TEXT UNDER STUDY:
BEGIN
Bread batch 602 was the order of the day yesterday and being between two (16kg) bags of Alto flour from Ponder's End, thought it was time to use the Sainsbury's own brand stuff, 3kg of it, bought in the panic buying season of last spring.
Different texture from the Alto flour, but the dough seemed regular enough when I had finished the first knead. While both first and second rise were faster than usual, with the result that I was all finished by 14:00. Also a paler crust than usual. In any event, by 18:00 the bread was very good, good enough that it was taken with butter rather than with cheese.
But a bit bland by this morning, so it was taken with cheese. The reverse of what usually happens, with it being fresh and nicely textured but bland the day of baking, but with a better flavour by the following morning. The back of the packet admits to adding chalk (presumably to whiten the flour), iron, niacin, thiamin and wheat gluten. Some of which I recognise from the corn flakes packets of my childhood; perhaps vitamin supplements rather than flavour enhancers or flour improvers. Who knows.
END
EXERCISE DESCRIPTION: Please reproduce the passage of the bread-baking note that begins at the words "Different texture from" and stops after "improvers. Who knows.", keeping every word unchanged. The material that comes next is separate from the bread-baking note.

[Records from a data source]
BEGIN
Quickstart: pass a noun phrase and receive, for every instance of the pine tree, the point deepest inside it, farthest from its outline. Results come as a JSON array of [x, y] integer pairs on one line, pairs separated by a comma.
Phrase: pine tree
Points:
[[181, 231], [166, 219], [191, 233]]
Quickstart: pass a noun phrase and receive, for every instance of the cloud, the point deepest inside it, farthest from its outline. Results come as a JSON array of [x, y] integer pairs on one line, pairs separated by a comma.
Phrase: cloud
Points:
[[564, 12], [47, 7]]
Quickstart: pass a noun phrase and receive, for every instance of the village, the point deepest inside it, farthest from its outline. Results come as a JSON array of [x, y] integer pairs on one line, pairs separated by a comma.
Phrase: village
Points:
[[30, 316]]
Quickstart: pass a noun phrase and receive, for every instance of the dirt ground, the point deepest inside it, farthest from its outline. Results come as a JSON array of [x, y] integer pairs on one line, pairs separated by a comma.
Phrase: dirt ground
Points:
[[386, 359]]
END
SOLUTION FOR THIS EXERCISE:
Different texture from the Alto flour, but the dough seemed regular enough when I had finished the first knead. While both first and second rise were faster than usual, with the result that I was all finished by 14:00. Also a paler crust than usual. In any event, by 18:00 the bread was very good, good enough that it was taken with butter rather than with cheese.
But a bit bland by this morning, so it was taken with cheese. The reverse of what usually happens, with it being fresh and nicely textured but bland the day of baking, but with a better flavour by the following morning. The back of the packet admits to adding chalk (presumably to whiten the flour), iron, niacin, thiamin and wheat gluten. Some of which I recognise from the corn flakes packets of my childhood; perhaps vitamin supplements rather than flavour enhancers or flour improvers. Who knows.